◆ DATA FOR THIS TASK:
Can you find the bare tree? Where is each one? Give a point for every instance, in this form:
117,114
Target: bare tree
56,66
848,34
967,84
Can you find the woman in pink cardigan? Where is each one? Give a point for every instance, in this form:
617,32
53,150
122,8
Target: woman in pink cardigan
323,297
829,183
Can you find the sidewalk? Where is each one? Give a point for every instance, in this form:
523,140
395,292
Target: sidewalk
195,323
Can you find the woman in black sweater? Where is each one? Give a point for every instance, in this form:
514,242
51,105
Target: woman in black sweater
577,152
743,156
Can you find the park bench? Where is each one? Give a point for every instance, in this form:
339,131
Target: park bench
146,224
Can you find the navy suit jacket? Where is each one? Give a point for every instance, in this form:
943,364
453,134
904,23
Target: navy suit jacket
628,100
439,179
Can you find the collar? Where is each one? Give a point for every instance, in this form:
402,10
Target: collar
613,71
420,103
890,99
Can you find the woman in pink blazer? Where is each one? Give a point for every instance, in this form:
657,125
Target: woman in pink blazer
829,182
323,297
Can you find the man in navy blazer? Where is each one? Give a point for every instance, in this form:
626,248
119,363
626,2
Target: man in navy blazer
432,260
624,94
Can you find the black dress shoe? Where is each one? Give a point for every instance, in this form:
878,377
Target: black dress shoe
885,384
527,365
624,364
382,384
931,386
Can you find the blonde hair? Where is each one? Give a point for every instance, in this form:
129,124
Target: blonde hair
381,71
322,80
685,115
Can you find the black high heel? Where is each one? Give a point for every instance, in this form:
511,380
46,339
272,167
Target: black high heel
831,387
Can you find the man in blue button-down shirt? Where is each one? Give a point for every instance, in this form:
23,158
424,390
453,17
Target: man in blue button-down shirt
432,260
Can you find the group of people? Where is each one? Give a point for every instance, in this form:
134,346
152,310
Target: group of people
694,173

◆ YOUR TASK:
After reading the records above, transcribe them verbatim.

◆ TASK OUTPUT:
Can you find the bare tree? Where is each one? Give a point for every instance, in this form:
117,114
Target: bare tree
56,66
848,34
967,84
Can you find the woman in pink cardigan? Where is each one? Give a point for every instance, in this form:
617,32
53,150
122,8
Target: woman in pink cardigan
323,297
829,183
Can you find the sidewalk? Where is each one? Give a point for every instance, in this form:
523,140
395,292
Target: sidewalk
195,323
Can you find the woman in black sweater? Where is each one? Give a point for every instance, in this form:
514,242
51,105
Target: woman in black sweater
577,152
743,156
Can you find the park bench? Where is each one? Give a point for every instance, in this form:
339,131
Target: park bench
146,224
Can you find the navy suit jacket? Where is each one? Give a point for every instance, in this form:
943,364
453,134
904,23
Target: navy suit jacket
628,100
439,179
Can you find the collar? Where is each one? Give a point for every instance, in this form:
402,10
Target: collar
613,71
420,103
890,99
Can you find the woman in pink blazer? Where is each one? Give a point for every instance, in this form:
657,125
Target: woman in pink blazer
829,182
323,297
Can you find the man in navy blazer? Where is each one? Give a point for every instance, in this form:
626,248
119,363
626,2
Target: man in navy blazer
432,260
624,94
Can you find the black dress shoe? Where is each one? Give a point for every instance, in this form:
878,377
Target: black dress shoe
885,384
527,365
624,364
382,384
931,386
Can you find the blonde hair? Where is each one? Give a point for every instance, in this form:
129,124
Target: blonde hair
381,71
322,80
685,115
Can you find the black high heel? Where is each one? Give a point for every instance, in this form:
511,380
46,339
272,167
Target: black high heel
831,387
Can you find the man in blue button-down shirt? Where is each one? Give a point for every instance, in this form:
23,158
424,390
453,17
Target: man in blue button-down shirt
432,260
Can you find the group of people? Where is each one? Give a point for every instance, in this form:
134,346
152,310
Target: group of people
694,173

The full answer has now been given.